***** Texto del documento *****

Y bien: si el amor paternal cesa de prever eso, ¿quien lo preverá? Será, dicen los demócratas, este ser invisible, impalpable, inmortal, omnipotente, bueno, sabio, que lo ve todo, que lo hace todo y que responde a todo: ¡será el Estado!

Cambiad el medio en que vivimos; haced que todo individuo que se presente a la sociedad para servirla esté seguro de encontrar en ella el libre empleo de sus facultades y el medio de entrar en participación del trabajo colectivo: la previsión paternal, en este caso, queda reemplazada por la previsión social. Y esto es precisamente lo que debe ser para el niño, la protección de la familia; para el hombre, la de la sociedad.

Sí; ¡cambiad ... haced que ... reemplazad la previsión paternal con la social! Si no os hubiese leído, desearías veros obrar. ¡Qué desgracia tan grande que no podáis reemplazar también el trabajo de los individuos por el del Estado! ¡Qué calamidad que el Estado no pueda casarse, hacer chiquillos, alimentarlos y atenderlos sustituyendo a los particulares! Pero ... ¿qué digo? El trabajo libre y la producción de niños por medio del amor libre, ¿no son cosas naturales, y no es la herencia una cosa de convención?

***** Listado de datos *****

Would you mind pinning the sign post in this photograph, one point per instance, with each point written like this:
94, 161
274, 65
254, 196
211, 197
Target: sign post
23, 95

*****

Tareas y ejercicios =>
A: Cambia "facultades" por "capacidades" en el texto sobre la previsión social y copia el pasaje resultante. Empieza en las palabras "Cambiad el medio" y detente después de "de la sociedad.".
B: Según el texto sobre la previsión social, ¿a quién corresponde proteger al niño y a quién proteger al hombre?

Respuestas =>
A:
Cambiad el medio en que vivimos; haced que todo individuo que se presente a la sociedad para servirla esté seguro de encontrar en ella el libre empleo de sus capacidades y el medio de entrar en participación del trabajo colectivo: la previsión paternal, en este caso, queda reemplazada por la previsión social. Y esto es precisamente lo que debe ser para el niño, la protección de la familia; para el hombre, la de la sociedad.

B: Al niño lo protege la familia y al hombre, la sociedad.